Anch'io da principio ero portato a credere che quelli arrivati da altre regioni e dal Friuli fossero soprattutto antivaccinisti, soprattutto di area cattolica. E ieri in effetti le presenze più organizzate, quelle arrivate in pullman dal Veneto, in parte lo confermavano. Ma ora, parlando con un po' di questa gente nei capannelli che si formano, mi rendo conto che la faccenda è più complessa, perché in realtà la maggioranza sono lavoratrici e lavoratori che hanno raccolto l'indicazione data dai portuali: tamponi gratis per tutti o per nessuno, e in quel caso ritiro del GP.
Parlo anche con uno degli attivisti del Coordinamento che era all'assemblea. Mi racconta com'è andata.
- Di tutte le cazzate che ha fatto Stefano ieri, quella che non capirò mai è perché si sia presentato all'assemblea convinto che ci bevessimo la storiella della gita a Roma coi sindacati di polizia. Aveva finalmente l'occasione di fare la cosa più giusta e ovvia, rimediando anche a come si era comportato nei giorni scorsi, facendo sempre di testa sua e senza confrontarsi col Coordinamento. Se avesse spiegato che sui portuali, e sul Clpt in particolare, si stanno riversando pressioni enormi e che tenere il blocco rischia di far saltare tutto, molti avrebbero capito. E si sarebbe partiti da questo dato di consapevolezza condiviso. Perché nessuno di noi vuole che qualcuno rischi più di altri. E loro qui oltre alle botte e alle denunce, rischiano anche il posto di lavoro. Questo è chiaro alla maggioranza del Coordinamento.
Capisco bene la difficoltà della situazione, però gli chiedo perché allora non sia stato il Coordinamento a proporre un'altra via d'uscita. Ormai è certo che domani o martedì al massimo arriverà lo sgombero, e le conseguenze sono imprevedibili.

## Esercizi da svolgere
(a) Secondo il brano citato, da quale regione sono arrivate in pullman le presenze più organizzate?
(b) Riprendi il racconto del brano citato subito dopo la sua ultima frase.

## Dati forniti
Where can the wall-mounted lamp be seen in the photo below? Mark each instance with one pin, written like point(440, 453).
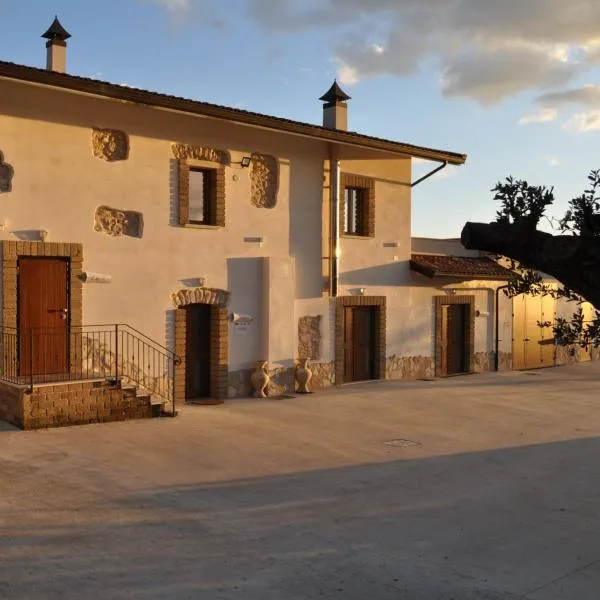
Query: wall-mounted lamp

## Esercizi svolti
(a) Dal Veneto.

(b)
- Siamo venuti qui perché il Clpt l'ha proposto, e Puzzer ha detto «a oltranza». Non ce lo siamo inventato noi! E lavoratori di altre aziende hanno accettato l'invito e scommesso su questa cosa, mettendoci anche il culo proprio. Senza nemmeno un sindacato che li tuteli.
Mentre parliamo il varco ha ripreso a riempirsi di brutto, di nuovo nell'ordine delle migliaia, e di nuovo riprendono i tamburi che sono ormai una costante della mobilitazione.
- Poi quando siamo arrivati Stefano ha iniziato a gestire tutto da solo. Ma un conto è la responsabilità del fatto di essere a casa propria, un altro dire «venite e lottiamo tutti assieme» e poi metterti a fare la rockstar, che è anche il meno, ma soprattutto decidendo tutto di testa tua. E alimentando tra l'altro questa differenza illogica e sbagliata tra i portuali e tutti gli altri, che proprio i portuali rischiano di pagare più di tutti.
Quella mattina Puzzer comunica di essersi dimesso dalla carica di presidente del Clpt, contro la volontà degli altri. Poco prima sul suo profilo Facebook ha postato un messaggio un po' criptico, nel quale si assume tutta la responsabilità di quanto successo il giorno prima, affermando che è solo colpa sua e scusandosi con tutti. Il successivo comunicato del Clpt conferma le dimissioni e, ringraziandolo per il lavoro svolto, chiarisce anche che la sigla sindacale si ritira dal presidio, al quale i lavoratori portuali ora aderiranno a titolo personale. Come del resto stanno facendo anche tutte le lavoratrici e i lavoratori di altre aziende.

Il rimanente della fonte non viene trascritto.